** Task item **
Each line below should be set down again unchanged.

(Segmentation mask data)
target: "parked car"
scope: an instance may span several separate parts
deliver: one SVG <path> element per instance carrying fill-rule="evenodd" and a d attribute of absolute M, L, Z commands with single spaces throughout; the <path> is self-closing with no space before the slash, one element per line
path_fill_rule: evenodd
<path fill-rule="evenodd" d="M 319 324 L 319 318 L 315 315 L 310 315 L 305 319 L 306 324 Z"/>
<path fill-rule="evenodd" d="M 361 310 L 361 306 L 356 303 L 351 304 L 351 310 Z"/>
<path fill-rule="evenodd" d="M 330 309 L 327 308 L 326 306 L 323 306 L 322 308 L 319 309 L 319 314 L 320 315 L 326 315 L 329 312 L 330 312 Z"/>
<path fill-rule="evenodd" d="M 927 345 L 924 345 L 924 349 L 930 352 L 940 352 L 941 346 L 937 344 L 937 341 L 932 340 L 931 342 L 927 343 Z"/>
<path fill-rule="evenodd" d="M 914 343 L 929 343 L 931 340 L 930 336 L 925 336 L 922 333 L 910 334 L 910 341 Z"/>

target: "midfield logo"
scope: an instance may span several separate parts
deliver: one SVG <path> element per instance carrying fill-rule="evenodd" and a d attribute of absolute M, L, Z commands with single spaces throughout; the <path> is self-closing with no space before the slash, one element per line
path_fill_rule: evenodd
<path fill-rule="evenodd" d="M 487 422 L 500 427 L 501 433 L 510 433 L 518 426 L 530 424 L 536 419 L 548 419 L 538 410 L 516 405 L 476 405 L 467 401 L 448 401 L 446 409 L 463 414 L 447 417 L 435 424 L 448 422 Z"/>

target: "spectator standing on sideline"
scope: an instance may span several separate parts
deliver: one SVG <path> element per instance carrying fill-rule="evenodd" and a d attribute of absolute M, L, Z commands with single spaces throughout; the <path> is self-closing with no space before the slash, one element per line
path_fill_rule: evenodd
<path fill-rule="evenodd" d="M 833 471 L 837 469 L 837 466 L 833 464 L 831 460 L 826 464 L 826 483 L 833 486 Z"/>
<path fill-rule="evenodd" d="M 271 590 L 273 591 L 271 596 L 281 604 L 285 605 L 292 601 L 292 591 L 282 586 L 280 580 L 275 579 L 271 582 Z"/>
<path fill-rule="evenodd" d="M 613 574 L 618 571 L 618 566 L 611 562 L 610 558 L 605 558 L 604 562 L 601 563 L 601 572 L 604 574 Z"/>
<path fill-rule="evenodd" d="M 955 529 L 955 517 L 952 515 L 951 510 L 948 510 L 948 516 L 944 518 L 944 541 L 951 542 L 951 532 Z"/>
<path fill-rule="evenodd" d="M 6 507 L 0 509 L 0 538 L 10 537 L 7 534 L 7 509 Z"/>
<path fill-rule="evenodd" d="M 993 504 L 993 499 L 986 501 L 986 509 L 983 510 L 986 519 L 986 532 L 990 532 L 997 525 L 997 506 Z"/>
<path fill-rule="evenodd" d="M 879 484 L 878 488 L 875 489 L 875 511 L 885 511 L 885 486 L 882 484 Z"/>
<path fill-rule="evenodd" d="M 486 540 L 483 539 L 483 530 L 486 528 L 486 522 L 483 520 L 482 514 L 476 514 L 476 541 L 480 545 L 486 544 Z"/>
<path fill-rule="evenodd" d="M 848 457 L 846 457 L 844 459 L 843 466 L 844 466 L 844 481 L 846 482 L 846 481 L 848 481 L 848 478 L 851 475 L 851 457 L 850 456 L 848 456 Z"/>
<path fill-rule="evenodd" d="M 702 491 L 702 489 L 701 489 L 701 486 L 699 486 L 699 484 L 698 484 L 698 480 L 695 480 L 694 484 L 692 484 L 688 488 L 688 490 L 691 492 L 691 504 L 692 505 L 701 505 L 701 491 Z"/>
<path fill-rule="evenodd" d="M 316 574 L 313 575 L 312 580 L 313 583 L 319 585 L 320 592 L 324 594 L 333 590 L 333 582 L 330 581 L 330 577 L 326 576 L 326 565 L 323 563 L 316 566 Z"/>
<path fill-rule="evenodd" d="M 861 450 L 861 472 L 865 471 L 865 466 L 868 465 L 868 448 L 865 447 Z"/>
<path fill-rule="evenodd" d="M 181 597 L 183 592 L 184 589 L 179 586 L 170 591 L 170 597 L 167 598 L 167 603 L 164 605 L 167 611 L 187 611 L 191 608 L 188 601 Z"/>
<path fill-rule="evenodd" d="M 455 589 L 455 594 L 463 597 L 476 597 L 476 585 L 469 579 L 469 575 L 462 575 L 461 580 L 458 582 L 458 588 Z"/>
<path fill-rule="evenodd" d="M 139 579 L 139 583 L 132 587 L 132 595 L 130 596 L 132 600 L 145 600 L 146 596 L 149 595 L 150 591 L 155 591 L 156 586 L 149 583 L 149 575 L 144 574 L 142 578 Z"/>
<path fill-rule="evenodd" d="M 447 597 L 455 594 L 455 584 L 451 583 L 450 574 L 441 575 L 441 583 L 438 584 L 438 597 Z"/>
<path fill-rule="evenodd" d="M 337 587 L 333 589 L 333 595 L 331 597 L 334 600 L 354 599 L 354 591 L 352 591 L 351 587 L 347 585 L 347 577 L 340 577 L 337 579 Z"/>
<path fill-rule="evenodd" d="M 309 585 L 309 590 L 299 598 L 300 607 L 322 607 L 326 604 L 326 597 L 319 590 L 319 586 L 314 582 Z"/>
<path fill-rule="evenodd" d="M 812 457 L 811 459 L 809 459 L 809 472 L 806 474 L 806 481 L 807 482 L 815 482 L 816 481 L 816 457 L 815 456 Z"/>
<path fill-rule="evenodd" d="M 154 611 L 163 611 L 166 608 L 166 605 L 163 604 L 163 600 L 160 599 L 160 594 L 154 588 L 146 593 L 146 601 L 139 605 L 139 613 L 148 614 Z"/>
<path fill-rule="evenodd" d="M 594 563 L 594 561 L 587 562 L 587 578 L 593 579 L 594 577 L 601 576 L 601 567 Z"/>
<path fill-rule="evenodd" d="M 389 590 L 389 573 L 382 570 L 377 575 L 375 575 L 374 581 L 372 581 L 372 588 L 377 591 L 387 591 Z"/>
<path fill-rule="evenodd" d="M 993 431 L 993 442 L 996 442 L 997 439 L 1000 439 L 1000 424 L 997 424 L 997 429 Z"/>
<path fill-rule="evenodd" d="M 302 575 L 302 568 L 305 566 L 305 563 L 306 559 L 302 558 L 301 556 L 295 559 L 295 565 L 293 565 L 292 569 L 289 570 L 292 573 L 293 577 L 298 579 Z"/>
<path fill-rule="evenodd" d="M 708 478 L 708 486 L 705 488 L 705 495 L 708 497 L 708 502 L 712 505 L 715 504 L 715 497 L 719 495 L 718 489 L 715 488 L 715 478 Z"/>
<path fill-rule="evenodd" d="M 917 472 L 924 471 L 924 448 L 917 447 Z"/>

** Exercise output **
target: "parked car"
scope: an instance may span several separate parts
deliver: one SVG <path> element per instance carrying fill-rule="evenodd" and a d attribute of absolute M, L, Z commands with single spaces throughout; the <path> is self-closing with no space before the slash, one element per line
path_fill_rule: evenodd
<path fill-rule="evenodd" d="M 319 324 L 319 318 L 315 315 L 310 315 L 305 319 L 306 324 Z"/>
<path fill-rule="evenodd" d="M 361 310 L 361 306 L 356 303 L 351 304 L 351 310 Z"/>
<path fill-rule="evenodd" d="M 330 309 L 327 308 L 326 306 L 323 306 L 322 308 L 319 309 L 319 314 L 320 315 L 326 315 L 329 312 L 330 312 Z"/>
<path fill-rule="evenodd" d="M 927 345 L 924 345 L 924 349 L 930 352 L 940 352 L 941 346 L 937 344 L 937 341 L 932 340 L 931 342 L 927 343 Z"/>
<path fill-rule="evenodd" d="M 914 343 L 929 343 L 931 340 L 930 336 L 925 336 L 922 333 L 910 334 L 910 341 Z"/>

target: "midfield logo"
scope: an instance may span several separate parts
deliver: one SVG <path> element per instance carrying fill-rule="evenodd" and a d attribute of absolute M, L, Z commands with single spaces throughout; the <path> is self-closing with no space before the slash, one element per line
path_fill_rule: evenodd
<path fill-rule="evenodd" d="M 487 422 L 500 427 L 501 433 L 510 433 L 518 426 L 530 424 L 536 419 L 548 419 L 538 410 L 516 405 L 476 405 L 467 401 L 448 401 L 446 409 L 463 414 L 447 417 L 435 424 L 448 422 Z"/>

target: "spectator standing on sideline"
scope: an instance may span several separate parts
deliver: one SVG <path> element per instance carrying fill-rule="evenodd" and a d attribute of absolute M, L, Z commands with single spaces throughout; the <path> is self-closing with no space before the slash, one element per line
path_fill_rule: evenodd
<path fill-rule="evenodd" d="M 833 471 L 837 469 L 837 466 L 833 464 L 831 460 L 826 464 L 826 483 L 833 486 Z"/>
<path fill-rule="evenodd" d="M 271 590 L 273 591 L 271 596 L 281 604 L 285 605 L 292 601 L 292 591 L 282 586 L 280 580 L 275 579 L 271 582 Z"/>
<path fill-rule="evenodd" d="M 613 574 L 618 571 L 618 566 L 611 562 L 610 558 L 605 558 L 604 562 L 601 563 L 601 572 L 604 574 Z"/>
<path fill-rule="evenodd" d="M 955 529 L 955 517 L 952 515 L 951 510 L 948 510 L 948 516 L 944 518 L 944 541 L 951 542 L 951 532 Z"/>
<path fill-rule="evenodd" d="M 6 507 L 0 509 L 0 538 L 10 537 L 7 534 L 7 509 Z"/>
<path fill-rule="evenodd" d="M 993 504 L 993 499 L 986 501 L 986 509 L 983 510 L 986 519 L 986 532 L 990 532 L 997 525 L 997 506 Z"/>
<path fill-rule="evenodd" d="M 879 484 L 878 488 L 875 489 L 875 511 L 885 511 L 885 486 L 882 484 Z"/>
<path fill-rule="evenodd" d="M 486 540 L 483 539 L 483 530 L 486 528 L 486 522 L 483 520 L 482 514 L 476 514 L 476 541 L 480 545 L 486 544 Z"/>
<path fill-rule="evenodd" d="M 848 457 L 846 457 L 844 459 L 843 466 L 844 466 L 844 481 L 846 482 L 846 481 L 848 481 L 848 478 L 851 475 L 851 457 L 850 456 L 848 456 Z"/>
<path fill-rule="evenodd" d="M 702 491 L 702 489 L 701 489 L 701 486 L 699 486 L 699 484 L 698 484 L 698 480 L 695 480 L 694 484 L 692 484 L 688 488 L 688 490 L 691 492 L 691 504 L 692 505 L 701 505 L 701 491 Z"/>
<path fill-rule="evenodd" d="M 316 574 L 313 575 L 312 580 L 313 583 L 319 585 L 320 592 L 324 594 L 333 590 L 333 582 L 330 581 L 330 577 L 326 576 L 326 565 L 323 563 L 316 566 Z"/>
<path fill-rule="evenodd" d="M 861 450 L 861 472 L 865 471 L 865 466 L 868 465 L 868 448 L 865 447 Z"/>
<path fill-rule="evenodd" d="M 181 597 L 183 592 L 184 589 L 179 586 L 170 591 L 170 597 L 167 598 L 167 603 L 164 605 L 167 611 L 187 611 L 191 608 L 188 601 Z"/>
<path fill-rule="evenodd" d="M 455 589 L 455 594 L 463 597 L 476 597 L 476 585 L 469 579 L 469 575 L 462 575 L 461 580 L 458 582 L 458 588 Z"/>
<path fill-rule="evenodd" d="M 139 579 L 139 583 L 132 587 L 132 595 L 130 596 L 132 600 L 145 600 L 146 596 L 149 595 L 150 591 L 155 591 L 156 586 L 149 583 L 149 575 L 144 574 L 142 578 Z"/>
<path fill-rule="evenodd" d="M 447 597 L 455 594 L 455 584 L 451 583 L 450 574 L 441 575 L 441 583 L 438 584 L 438 597 Z"/>
<path fill-rule="evenodd" d="M 337 587 L 333 589 L 333 595 L 331 597 L 334 600 L 354 599 L 354 591 L 352 591 L 351 587 L 347 585 L 347 577 L 340 577 L 337 579 Z"/>
<path fill-rule="evenodd" d="M 309 585 L 309 590 L 299 598 L 300 607 L 322 607 L 326 604 L 326 597 L 319 590 L 319 586 L 314 582 Z"/>
<path fill-rule="evenodd" d="M 812 457 L 811 459 L 809 459 L 809 472 L 806 474 L 806 481 L 807 482 L 815 482 L 816 481 L 816 457 L 815 456 Z"/>
<path fill-rule="evenodd" d="M 154 611 L 163 611 L 166 608 L 166 605 L 163 604 L 163 600 L 160 599 L 160 594 L 154 588 L 146 593 L 146 601 L 139 605 L 139 613 L 148 614 Z"/>
<path fill-rule="evenodd" d="M 594 563 L 594 561 L 587 562 L 587 578 L 593 579 L 594 577 L 601 576 L 601 567 Z"/>
<path fill-rule="evenodd" d="M 389 590 L 389 573 L 382 570 L 377 575 L 375 575 L 374 581 L 372 581 L 372 588 L 377 591 L 387 591 Z"/>
<path fill-rule="evenodd" d="M 993 431 L 993 442 L 996 442 L 997 439 L 1000 439 L 1000 424 L 997 424 L 997 429 Z"/>
<path fill-rule="evenodd" d="M 302 575 L 302 568 L 305 566 L 305 563 L 306 559 L 302 558 L 301 556 L 295 559 L 295 565 L 293 565 L 292 569 L 289 570 L 292 573 L 293 577 L 298 579 Z"/>
<path fill-rule="evenodd" d="M 708 478 L 708 486 L 705 488 L 705 495 L 708 497 L 708 502 L 712 505 L 715 504 L 715 497 L 719 495 L 718 489 L 715 488 L 715 478 Z"/>
<path fill-rule="evenodd" d="M 917 472 L 924 471 L 924 448 L 917 447 Z"/>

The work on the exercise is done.